**SET EXERCISE**. Rewrite the records below, replacing "Mark each instance with a point" with "Place a point on each instance" everywhere and changing nothing else. Leave out the pictures.

Object position labeling entries
▽

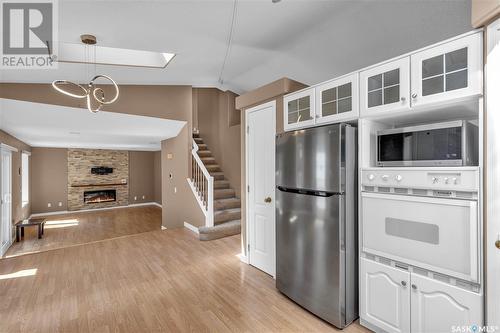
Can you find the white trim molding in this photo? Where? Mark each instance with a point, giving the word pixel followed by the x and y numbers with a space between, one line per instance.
pixel 7 147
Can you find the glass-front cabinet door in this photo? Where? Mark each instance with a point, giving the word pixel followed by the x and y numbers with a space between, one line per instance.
pixel 299 109
pixel 385 88
pixel 337 100
pixel 447 71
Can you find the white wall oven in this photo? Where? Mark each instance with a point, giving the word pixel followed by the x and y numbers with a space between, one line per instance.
pixel 424 217
pixel 452 143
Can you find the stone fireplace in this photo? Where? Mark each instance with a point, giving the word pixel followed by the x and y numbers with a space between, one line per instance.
pixel 90 197
pixel 89 189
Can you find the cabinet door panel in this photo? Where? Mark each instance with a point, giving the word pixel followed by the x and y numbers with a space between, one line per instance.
pixel 447 71
pixel 385 88
pixel 438 307
pixel 299 109
pixel 337 100
pixel 385 296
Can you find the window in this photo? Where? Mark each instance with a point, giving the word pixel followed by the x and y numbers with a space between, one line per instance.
pixel 25 172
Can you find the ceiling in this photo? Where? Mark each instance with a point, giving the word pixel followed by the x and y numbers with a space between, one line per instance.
pixel 44 125
pixel 307 40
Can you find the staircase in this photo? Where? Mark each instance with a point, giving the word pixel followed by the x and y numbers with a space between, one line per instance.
pixel 223 214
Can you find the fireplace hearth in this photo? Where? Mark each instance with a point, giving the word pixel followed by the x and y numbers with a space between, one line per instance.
pixel 99 196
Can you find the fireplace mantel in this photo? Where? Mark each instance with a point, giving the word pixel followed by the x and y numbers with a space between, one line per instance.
pixel 98 185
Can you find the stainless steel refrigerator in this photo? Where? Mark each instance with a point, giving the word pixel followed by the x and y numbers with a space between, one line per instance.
pixel 316 221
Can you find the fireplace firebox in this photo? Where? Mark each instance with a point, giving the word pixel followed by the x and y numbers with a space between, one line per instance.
pixel 99 196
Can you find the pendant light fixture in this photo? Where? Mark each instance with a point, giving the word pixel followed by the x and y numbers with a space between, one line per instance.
pixel 95 97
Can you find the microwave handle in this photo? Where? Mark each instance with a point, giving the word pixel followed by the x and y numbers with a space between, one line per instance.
pixel 474 241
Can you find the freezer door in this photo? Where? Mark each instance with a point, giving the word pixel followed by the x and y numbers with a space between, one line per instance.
pixel 310 159
pixel 310 258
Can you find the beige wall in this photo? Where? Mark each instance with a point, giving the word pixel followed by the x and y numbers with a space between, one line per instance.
pixel 49 179
pixel 220 130
pixel 273 91
pixel 18 211
pixel 157 176
pixel 177 196
pixel 142 176
pixel 484 11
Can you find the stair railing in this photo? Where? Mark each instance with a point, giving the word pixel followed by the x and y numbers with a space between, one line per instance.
pixel 202 184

△

**SOLVED EXERCISE**.
Can you find the white trim molding in this photo? Where? Place a point on each instance, giving the word pixel followed by the x and y numbers with a space between, one line per instance.
pixel 7 147
Can you find the glass-front cabinet door in this photo? Where? Place a point on each instance, giving the word pixel followed by the x and y numbers with a space between, one line per instance.
pixel 299 109
pixel 385 88
pixel 337 100
pixel 447 71
Can you find the white wall oven in this photo? Where? Place a point on each instance, giving the word pixel followed by the x and y numbers with a space between, one line per instance.
pixel 424 217
pixel 452 143
Can you find the stone fireplace in this photo? Where? Place a point on each instance, giving the word pixel followed by the x and y numbers with a space between, one line per instance.
pixel 90 197
pixel 89 189
Can you find the cabinet door panel in this photo? Where? Place a point on each instance, giving the word pixel followed by the x and y numbers with a space between, one line per instance.
pixel 447 71
pixel 385 88
pixel 438 307
pixel 299 109
pixel 337 100
pixel 385 296
Can you find the window in this photo? Where? Place a point on each instance, giving the word pixel followed by the x and y numbers with a space between, one line per instance.
pixel 25 172
Can you find the ceiling in this photo? Where? Place a point on each instance, giving the word pixel followed by the x and y numbers with a space between, one line per instance.
pixel 44 125
pixel 307 40
Can you find the staircase in this photo? Where? Place a point on each instance, giving the word pixel followed by the x and y numbers with a space between, one line per instance.
pixel 223 214
Can you find the fireplace hearth in this photo? Where? Place a point on each instance, giving the word pixel followed by the x and y numbers with a space between, one line per instance.
pixel 99 196
Can you find the fireplace mantel in this photo? Where? Place a point on each instance, giving the word pixel followed by the x and y numbers with a space between, one line per instance.
pixel 98 185
Can you find the stainless steel refrigerator in this photo? Where? Place a point on each instance, giving the word pixel followed by the x and y numbers with a space between, one line per instance.
pixel 316 221
Can you find the fireplace firebox in this photo? Where? Place a point on each instance, giving the word pixel followed by the x and y numbers with a space between, one line per instance.
pixel 99 196
Can you find the pendant light fixture in this photo? Where? Place a point on each instance, giving the word pixel followed by the x and y numbers with a space between, one line per instance.
pixel 95 97
Can you find the microwave handle in this photo? Where? Place a point on each instance, giving the word pixel followed by the x and y numbers with a space between, one line per instance.
pixel 474 241
Can you find the freezer door in this photo? Where? Place a point on each instance, giving the word pixel followed by the x and y numbers with a space between, one line per instance.
pixel 310 159
pixel 310 258
Can you find the beige wall in this photo? Where? Place a point on each instance, giving the word pixel followed by the x and y numbers with a space between, one line per instance.
pixel 49 179
pixel 220 130
pixel 273 91
pixel 18 211
pixel 157 176
pixel 177 196
pixel 142 176
pixel 484 11
Can you find the stair railing in this photo? Where? Place a point on each instance, giving the word pixel followed by the x and y numbers with a space between, one line per instance.
pixel 202 184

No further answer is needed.